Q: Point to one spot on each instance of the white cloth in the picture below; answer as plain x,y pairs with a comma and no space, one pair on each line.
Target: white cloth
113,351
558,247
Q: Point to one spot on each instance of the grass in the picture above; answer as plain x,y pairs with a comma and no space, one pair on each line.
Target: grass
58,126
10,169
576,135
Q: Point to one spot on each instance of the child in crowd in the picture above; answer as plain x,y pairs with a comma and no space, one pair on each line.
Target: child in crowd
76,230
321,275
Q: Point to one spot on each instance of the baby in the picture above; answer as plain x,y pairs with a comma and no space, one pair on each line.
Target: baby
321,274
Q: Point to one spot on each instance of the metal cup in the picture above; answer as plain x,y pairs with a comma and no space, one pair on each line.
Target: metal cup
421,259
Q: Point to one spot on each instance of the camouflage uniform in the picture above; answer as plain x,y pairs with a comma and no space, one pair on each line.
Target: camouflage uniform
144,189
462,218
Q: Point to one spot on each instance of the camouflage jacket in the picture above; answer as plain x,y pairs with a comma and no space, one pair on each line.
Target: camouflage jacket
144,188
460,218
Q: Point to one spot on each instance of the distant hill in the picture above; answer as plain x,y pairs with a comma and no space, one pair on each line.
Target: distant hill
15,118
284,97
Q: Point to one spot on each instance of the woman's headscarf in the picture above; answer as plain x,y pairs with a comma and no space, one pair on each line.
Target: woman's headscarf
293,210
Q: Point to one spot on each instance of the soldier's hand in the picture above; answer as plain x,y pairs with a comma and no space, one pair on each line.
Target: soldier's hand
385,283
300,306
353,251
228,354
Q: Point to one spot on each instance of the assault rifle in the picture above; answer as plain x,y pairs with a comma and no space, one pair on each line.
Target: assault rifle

INSTRUCTIONS FOR THE TASK -
Write out the records again, exactly as given.

OUTPUT -
Q: Point to one spot on each instance of the white cloth in the picture below; answer as plain x,y pairs with a comma and no space, one pair on each line.
Target: white cloth
113,351
558,247
Q: Point to one spot on each instance of the grass in the picture above; answer as plain x,y pairs with a comma and no space, one pair on each line.
Target: grass
58,126
10,169
576,135
Q: Point to one spot on each instance of the child in crowd in the picture above; answer as plain x,y pairs with a comma and no space, one pair on each line.
Target: child in crowd
76,230
321,275
Q: Point to one spot on each instance of the baby in the picture above; answer as plain x,y pairs with a comma and no space, one pair on each line.
Target: baby
321,274
Q: Point to one spot on each instance of the metal cup in the picture above; answer as plain x,y pairs with a comma and no space, one pair on each line.
Target: metal cup
421,259
Q: Point to one spot on each instance of the camouflage uniform in the picture above; answer as plain x,y pairs with a comma and no space, one pair on each line.
Target: camouflage uniform
144,189
462,218
Q: Point to one spot on each instance of the camouflage jacket in the picture above; answer as plain x,y pairs with a comma and no space, one pair on each line.
Target: camouflage jacket
144,188
460,218
Q: Point to one spot on each instance of the distant hill in the picture above; answer as plain x,y pairs with a comma and no space, one pair on each line.
Target: distant hill
15,118
284,97
Q: Point to one spot on each instance of the woman's headscarf in the picture above; answer as plain x,y pairs with a comma and no space, one pair on each line.
Target: woman's headscarf
293,210
Q: Point to one spot on each instance of the soldier's hand in the picture above; answer as plain x,y pairs with a comma and no space, one pair on each line.
Target: soldier's hand
385,283
300,306
353,251
228,354
Q: Point to one spot on each instance of the assault rifle in the picture above; answer as plain x,y pairs with a comma and no space, one pair on each line.
Target: assault rifle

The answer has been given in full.